### TO BE DONE
Recast the items in the stretch from the line that contains "Target: high-rise office building" through the line that contains "(1460, 500)", both included, as a Markdown table with the columns Number and Item line. Leave out blank lines.

### SOURCE DATA
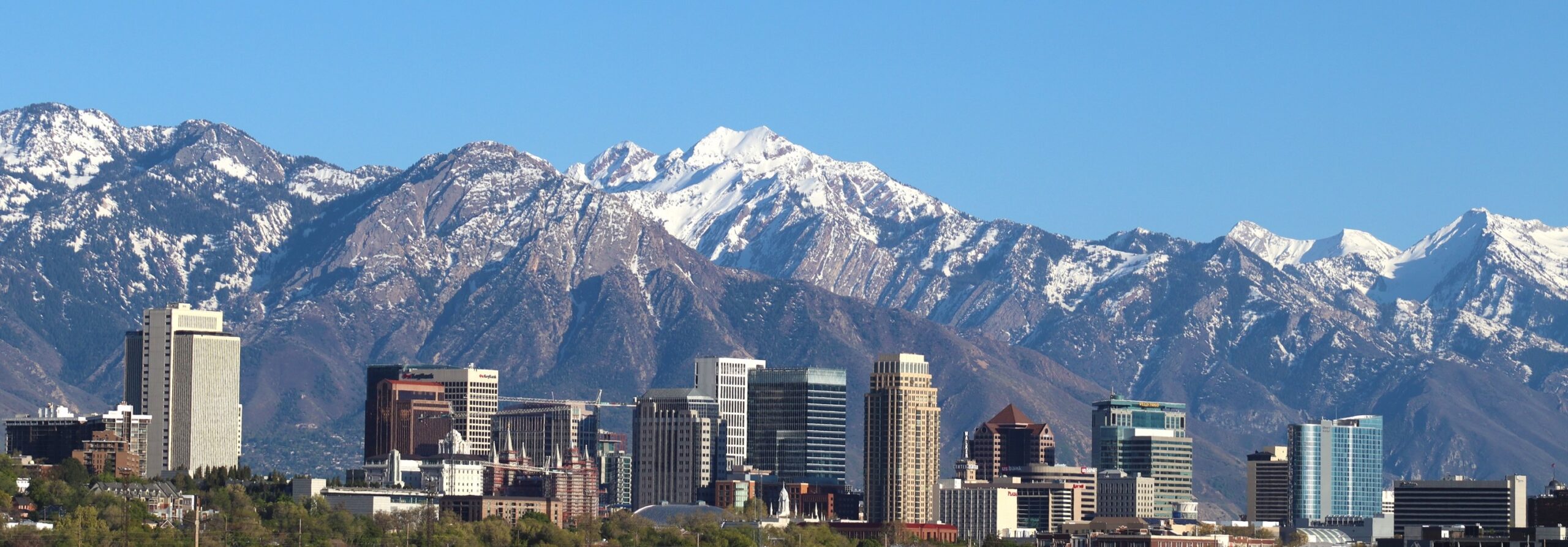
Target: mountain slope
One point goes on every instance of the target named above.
(1253, 330)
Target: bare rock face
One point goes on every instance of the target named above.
(615, 273)
(1253, 330)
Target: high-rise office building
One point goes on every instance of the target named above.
(410, 417)
(1459, 500)
(49, 435)
(187, 372)
(797, 422)
(902, 439)
(1150, 439)
(1336, 469)
(551, 430)
(725, 380)
(679, 447)
(1009, 441)
(1269, 485)
(615, 469)
(472, 396)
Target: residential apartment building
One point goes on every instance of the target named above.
(902, 441)
(1336, 467)
(797, 422)
(1009, 441)
(726, 380)
(1460, 500)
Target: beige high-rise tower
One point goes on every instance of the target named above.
(902, 441)
(184, 372)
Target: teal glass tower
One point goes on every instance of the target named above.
(1336, 469)
(1148, 439)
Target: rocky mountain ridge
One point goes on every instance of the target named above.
(629, 265)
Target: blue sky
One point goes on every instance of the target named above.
(1183, 118)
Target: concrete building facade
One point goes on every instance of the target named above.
(1336, 467)
(187, 380)
(472, 396)
(1150, 439)
(797, 421)
(902, 441)
(549, 430)
(678, 447)
(1269, 485)
(726, 382)
(1125, 496)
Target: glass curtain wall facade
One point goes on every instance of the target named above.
(1148, 439)
(797, 425)
(1336, 467)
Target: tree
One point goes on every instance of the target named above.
(9, 472)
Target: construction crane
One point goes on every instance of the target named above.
(532, 469)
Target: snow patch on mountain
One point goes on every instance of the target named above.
(1281, 251)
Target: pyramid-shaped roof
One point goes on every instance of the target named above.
(1010, 414)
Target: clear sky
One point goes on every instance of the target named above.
(1084, 119)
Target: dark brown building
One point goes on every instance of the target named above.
(410, 417)
(107, 452)
(507, 508)
(1010, 441)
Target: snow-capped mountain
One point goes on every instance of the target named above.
(1255, 328)
(482, 254)
(612, 273)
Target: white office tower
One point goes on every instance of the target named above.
(472, 394)
(725, 380)
(187, 378)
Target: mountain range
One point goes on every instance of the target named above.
(617, 271)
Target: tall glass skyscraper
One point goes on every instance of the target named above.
(797, 424)
(1336, 469)
(1148, 439)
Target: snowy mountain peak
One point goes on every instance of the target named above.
(622, 164)
(755, 146)
(1281, 251)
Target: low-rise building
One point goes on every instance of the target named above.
(1459, 500)
(374, 500)
(979, 513)
(1126, 496)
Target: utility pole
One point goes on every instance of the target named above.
(197, 505)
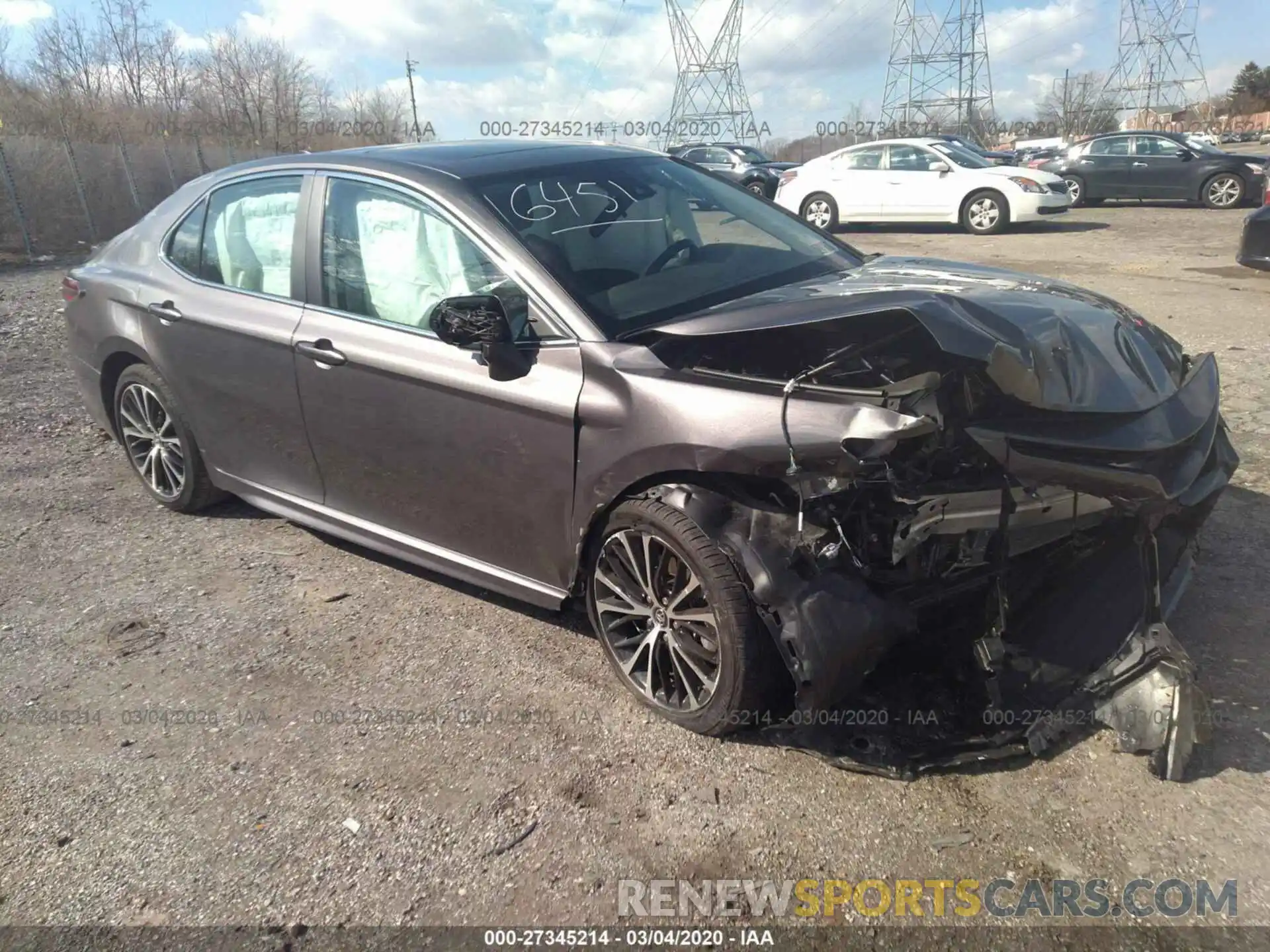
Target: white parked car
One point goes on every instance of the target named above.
(919, 180)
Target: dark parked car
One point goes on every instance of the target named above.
(995, 157)
(767, 466)
(745, 165)
(1158, 165)
(1255, 240)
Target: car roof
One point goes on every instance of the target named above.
(458, 160)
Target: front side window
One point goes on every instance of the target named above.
(861, 159)
(911, 159)
(390, 257)
(249, 235)
(186, 241)
(960, 157)
(640, 240)
(1119, 145)
(1154, 145)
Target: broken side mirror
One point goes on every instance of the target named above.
(470, 321)
(479, 323)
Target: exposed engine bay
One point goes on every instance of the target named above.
(995, 573)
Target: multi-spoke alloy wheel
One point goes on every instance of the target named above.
(160, 446)
(984, 214)
(1223, 192)
(150, 437)
(677, 623)
(821, 211)
(657, 619)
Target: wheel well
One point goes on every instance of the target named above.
(112, 370)
(1208, 182)
(1005, 202)
(724, 483)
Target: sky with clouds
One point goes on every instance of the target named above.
(803, 61)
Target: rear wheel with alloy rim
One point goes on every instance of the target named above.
(984, 214)
(1076, 190)
(159, 444)
(1224, 190)
(676, 623)
(821, 211)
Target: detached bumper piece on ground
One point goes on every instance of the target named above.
(1000, 580)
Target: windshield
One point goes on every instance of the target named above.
(962, 157)
(1197, 145)
(643, 240)
(751, 155)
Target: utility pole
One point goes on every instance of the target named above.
(710, 99)
(939, 70)
(1067, 125)
(414, 108)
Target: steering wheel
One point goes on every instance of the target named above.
(665, 258)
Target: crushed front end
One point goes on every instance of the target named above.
(995, 580)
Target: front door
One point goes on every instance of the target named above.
(915, 192)
(222, 307)
(1107, 169)
(1159, 171)
(857, 182)
(414, 434)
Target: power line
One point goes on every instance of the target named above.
(613, 28)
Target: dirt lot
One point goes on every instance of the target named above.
(259, 631)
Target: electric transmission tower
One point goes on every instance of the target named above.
(937, 74)
(710, 97)
(1159, 70)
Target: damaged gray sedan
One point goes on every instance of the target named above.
(795, 487)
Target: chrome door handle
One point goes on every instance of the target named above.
(320, 350)
(165, 311)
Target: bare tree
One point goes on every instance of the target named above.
(130, 41)
(1080, 106)
(70, 61)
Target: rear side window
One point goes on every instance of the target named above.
(185, 245)
(249, 237)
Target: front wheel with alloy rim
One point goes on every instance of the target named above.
(821, 211)
(1224, 190)
(159, 444)
(1075, 190)
(984, 214)
(676, 623)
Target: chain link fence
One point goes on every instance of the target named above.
(63, 197)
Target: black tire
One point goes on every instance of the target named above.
(831, 207)
(969, 218)
(1231, 190)
(1076, 190)
(196, 489)
(749, 669)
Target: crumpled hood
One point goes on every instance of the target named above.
(1044, 342)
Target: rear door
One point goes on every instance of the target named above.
(1105, 167)
(413, 434)
(915, 192)
(222, 303)
(857, 180)
(1158, 171)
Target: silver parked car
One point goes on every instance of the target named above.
(769, 465)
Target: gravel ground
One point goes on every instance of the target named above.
(251, 626)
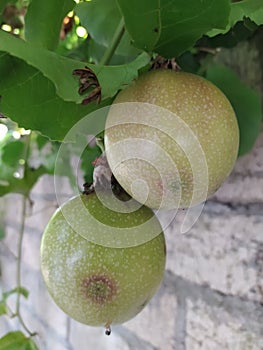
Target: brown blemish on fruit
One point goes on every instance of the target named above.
(99, 288)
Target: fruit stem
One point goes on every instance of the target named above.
(114, 44)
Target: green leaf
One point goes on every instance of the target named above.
(12, 152)
(240, 10)
(2, 233)
(23, 185)
(36, 106)
(43, 21)
(171, 27)
(3, 309)
(17, 341)
(245, 101)
(59, 69)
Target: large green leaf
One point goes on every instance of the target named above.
(43, 21)
(245, 101)
(240, 10)
(171, 27)
(17, 341)
(59, 69)
(92, 16)
(30, 99)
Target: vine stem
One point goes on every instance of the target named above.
(114, 43)
(20, 243)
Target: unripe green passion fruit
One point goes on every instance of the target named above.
(95, 284)
(171, 139)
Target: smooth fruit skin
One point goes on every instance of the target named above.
(200, 158)
(94, 284)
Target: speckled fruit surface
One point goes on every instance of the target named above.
(175, 132)
(95, 284)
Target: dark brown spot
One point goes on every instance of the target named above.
(99, 288)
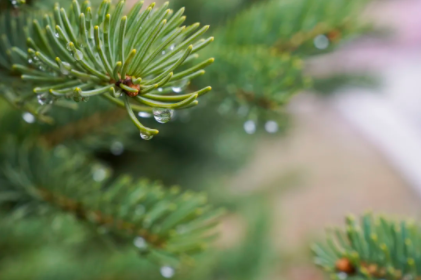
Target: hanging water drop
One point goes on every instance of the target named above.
(271, 126)
(177, 89)
(117, 148)
(99, 175)
(68, 47)
(44, 99)
(250, 127)
(162, 115)
(140, 243)
(167, 271)
(144, 115)
(321, 42)
(28, 117)
(146, 136)
(78, 55)
(64, 68)
(342, 275)
(76, 98)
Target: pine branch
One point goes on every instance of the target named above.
(260, 61)
(134, 61)
(374, 248)
(165, 224)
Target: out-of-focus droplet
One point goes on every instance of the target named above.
(99, 174)
(28, 117)
(250, 127)
(14, 3)
(140, 243)
(145, 136)
(78, 55)
(271, 126)
(162, 115)
(64, 68)
(177, 89)
(342, 275)
(117, 148)
(243, 110)
(140, 210)
(144, 115)
(44, 99)
(321, 42)
(167, 271)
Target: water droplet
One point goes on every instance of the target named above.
(61, 151)
(28, 117)
(243, 110)
(342, 275)
(99, 175)
(167, 271)
(162, 115)
(140, 210)
(65, 68)
(78, 55)
(76, 98)
(146, 136)
(68, 47)
(177, 89)
(144, 115)
(140, 243)
(250, 127)
(321, 42)
(44, 99)
(117, 148)
(271, 127)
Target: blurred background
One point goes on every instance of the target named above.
(349, 144)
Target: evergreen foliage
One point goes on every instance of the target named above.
(60, 162)
(84, 53)
(374, 248)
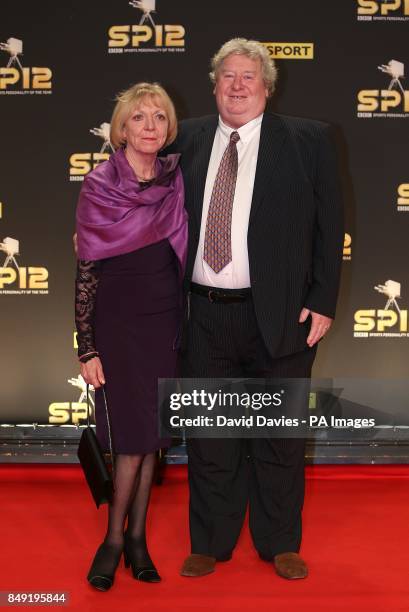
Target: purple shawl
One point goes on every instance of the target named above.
(114, 216)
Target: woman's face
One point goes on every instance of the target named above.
(146, 129)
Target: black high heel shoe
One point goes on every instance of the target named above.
(146, 571)
(102, 572)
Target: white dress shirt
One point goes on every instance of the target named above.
(236, 274)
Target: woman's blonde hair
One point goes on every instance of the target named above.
(252, 49)
(127, 101)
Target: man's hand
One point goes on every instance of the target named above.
(320, 324)
(92, 372)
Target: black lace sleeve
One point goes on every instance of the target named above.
(86, 284)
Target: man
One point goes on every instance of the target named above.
(265, 245)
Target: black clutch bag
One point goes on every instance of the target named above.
(92, 460)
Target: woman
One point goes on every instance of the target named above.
(132, 238)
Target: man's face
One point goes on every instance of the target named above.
(240, 91)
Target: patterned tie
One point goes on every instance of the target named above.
(217, 243)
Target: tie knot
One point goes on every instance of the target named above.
(234, 137)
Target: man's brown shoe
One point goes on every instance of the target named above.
(290, 565)
(198, 565)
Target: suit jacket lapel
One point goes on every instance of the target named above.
(272, 138)
(203, 144)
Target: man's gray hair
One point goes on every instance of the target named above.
(252, 49)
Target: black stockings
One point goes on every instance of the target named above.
(132, 481)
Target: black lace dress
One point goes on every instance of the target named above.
(128, 309)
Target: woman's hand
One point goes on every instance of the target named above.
(92, 372)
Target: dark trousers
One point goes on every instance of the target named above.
(227, 474)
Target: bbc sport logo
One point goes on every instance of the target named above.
(290, 50)
(20, 280)
(73, 413)
(382, 10)
(147, 36)
(82, 163)
(347, 250)
(391, 321)
(385, 103)
(403, 197)
(18, 79)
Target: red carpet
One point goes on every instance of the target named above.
(356, 530)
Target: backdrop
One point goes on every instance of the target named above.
(61, 65)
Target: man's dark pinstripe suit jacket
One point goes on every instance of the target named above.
(295, 233)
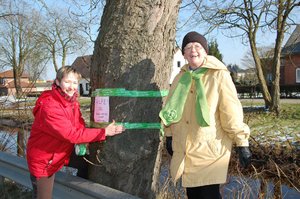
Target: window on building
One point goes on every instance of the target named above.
(298, 75)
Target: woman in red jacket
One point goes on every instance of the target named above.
(57, 126)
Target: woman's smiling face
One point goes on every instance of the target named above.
(195, 54)
(69, 83)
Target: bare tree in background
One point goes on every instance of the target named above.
(18, 43)
(61, 37)
(134, 50)
(245, 19)
(70, 29)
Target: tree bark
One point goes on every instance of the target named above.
(134, 50)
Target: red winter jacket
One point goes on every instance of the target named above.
(57, 126)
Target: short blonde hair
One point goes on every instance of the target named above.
(66, 70)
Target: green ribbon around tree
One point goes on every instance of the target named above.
(172, 111)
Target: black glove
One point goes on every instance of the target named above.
(169, 145)
(244, 156)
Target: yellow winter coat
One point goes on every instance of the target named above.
(201, 154)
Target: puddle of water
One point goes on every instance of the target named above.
(237, 187)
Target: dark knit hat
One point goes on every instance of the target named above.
(194, 37)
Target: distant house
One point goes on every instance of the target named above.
(290, 60)
(7, 85)
(82, 65)
(8, 88)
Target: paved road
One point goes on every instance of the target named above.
(284, 101)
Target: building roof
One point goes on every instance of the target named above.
(292, 45)
(82, 65)
(10, 74)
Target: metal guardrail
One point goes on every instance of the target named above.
(65, 186)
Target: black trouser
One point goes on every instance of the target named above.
(204, 192)
(80, 164)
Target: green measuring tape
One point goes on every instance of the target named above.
(121, 92)
(80, 149)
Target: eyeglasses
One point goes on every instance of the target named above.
(190, 46)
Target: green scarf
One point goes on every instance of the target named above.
(172, 111)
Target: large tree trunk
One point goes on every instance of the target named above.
(134, 50)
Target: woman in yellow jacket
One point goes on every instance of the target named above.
(203, 117)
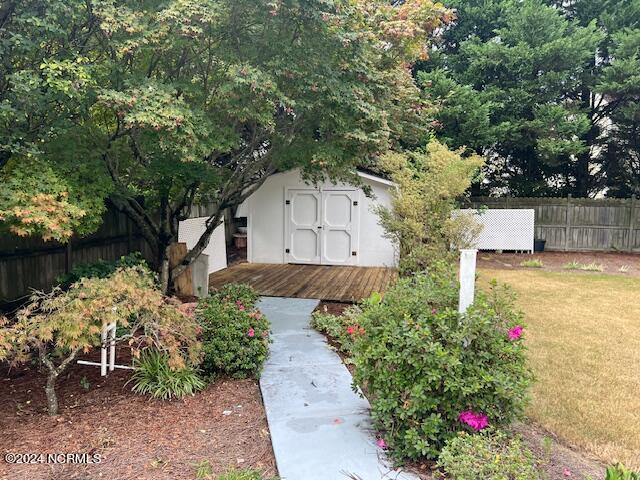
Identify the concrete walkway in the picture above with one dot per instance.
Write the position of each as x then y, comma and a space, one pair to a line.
320, 428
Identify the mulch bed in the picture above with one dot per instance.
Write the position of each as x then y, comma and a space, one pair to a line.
333, 308
137, 438
554, 261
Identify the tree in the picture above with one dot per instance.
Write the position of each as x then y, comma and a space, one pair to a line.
55, 327
527, 85
609, 93
421, 220
200, 101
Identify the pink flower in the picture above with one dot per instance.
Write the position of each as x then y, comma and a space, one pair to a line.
515, 333
477, 421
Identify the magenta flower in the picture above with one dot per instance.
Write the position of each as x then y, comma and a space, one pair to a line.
515, 333
477, 421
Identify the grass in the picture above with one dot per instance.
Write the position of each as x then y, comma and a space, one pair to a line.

### CORRECT RESPONSE
| Number | Item line |
|---|---|
| 1 | Target: high-rise office building |
| 2 | One point goes on every instance of the target named above. |
| 3 | (410, 417) |
| 4 | (1459, 500) |
| 5 | (49, 435) |
| 6 | (187, 372) |
| 7 | (797, 422) |
| 8 | (902, 439) |
| 9 | (1150, 439) |
| 10 | (1336, 469) |
| 11 | (551, 430) |
| 12 | (725, 380) |
| 13 | (679, 447) |
| 14 | (1009, 441) |
| 15 | (1269, 485) |
| 16 | (615, 469) |
| 17 | (472, 396) |
| 18 | Target: residential apartment building |
| 19 | One point goes on every instance of the target named above. |
| 20 | (902, 441) |
| 21 | (1336, 467) |
| 22 | (797, 422) |
| 23 | (1009, 441) |
| 24 | (726, 380) |
| 25 | (1460, 500) |